Task brief:
Ignoring every picture, transcribe the data in full as it stands.

Dataset records:
——

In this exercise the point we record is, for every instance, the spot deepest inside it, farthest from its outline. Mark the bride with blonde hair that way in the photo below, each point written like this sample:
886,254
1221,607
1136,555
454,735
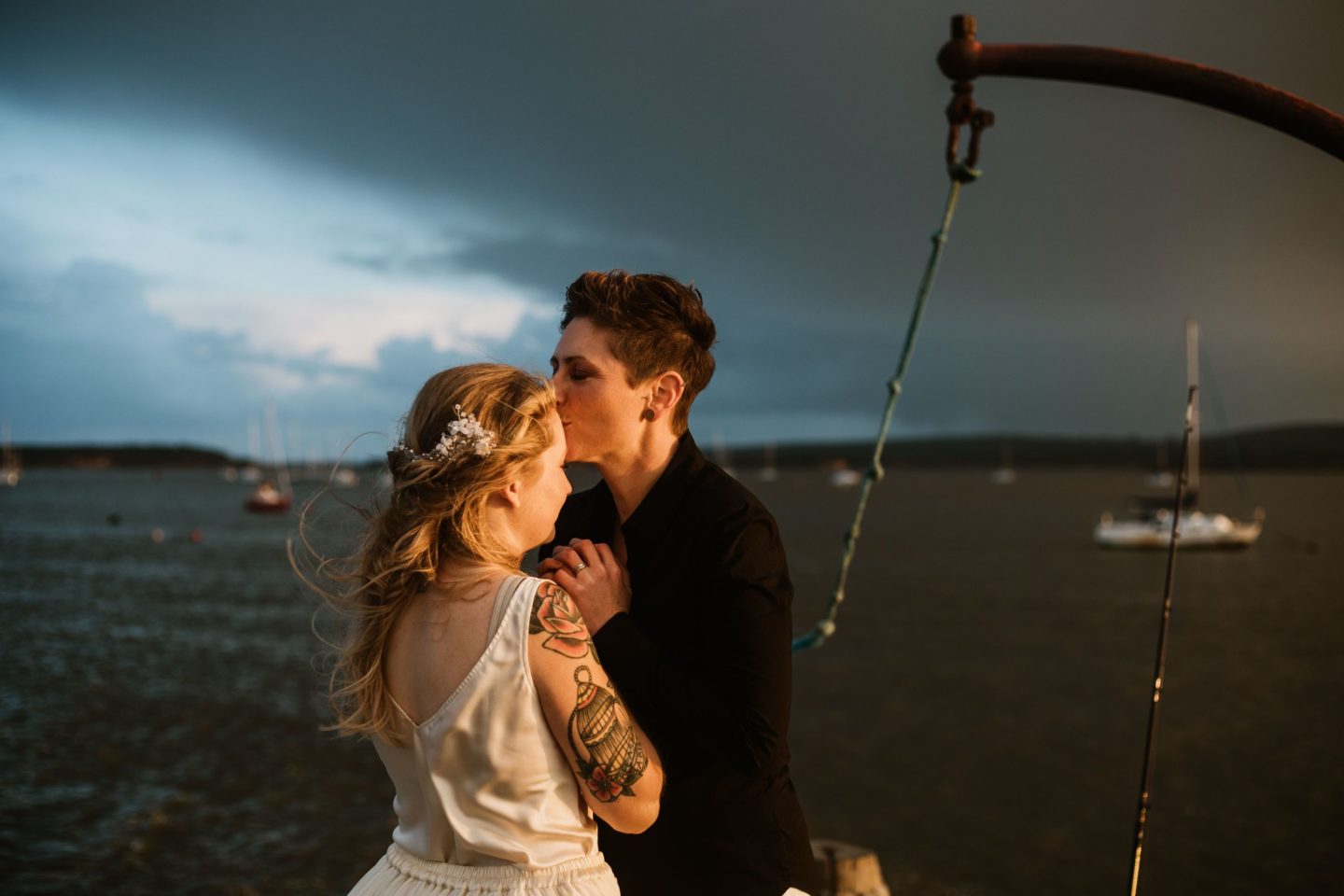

——

Completed exercise:
In this exercise the point we record is, for every instance, the spot deepest inside it, farthest from its outline. Mark the bride with blonde hair that way in the photo below, each point written like this sample:
886,254
1221,607
1136,555
454,735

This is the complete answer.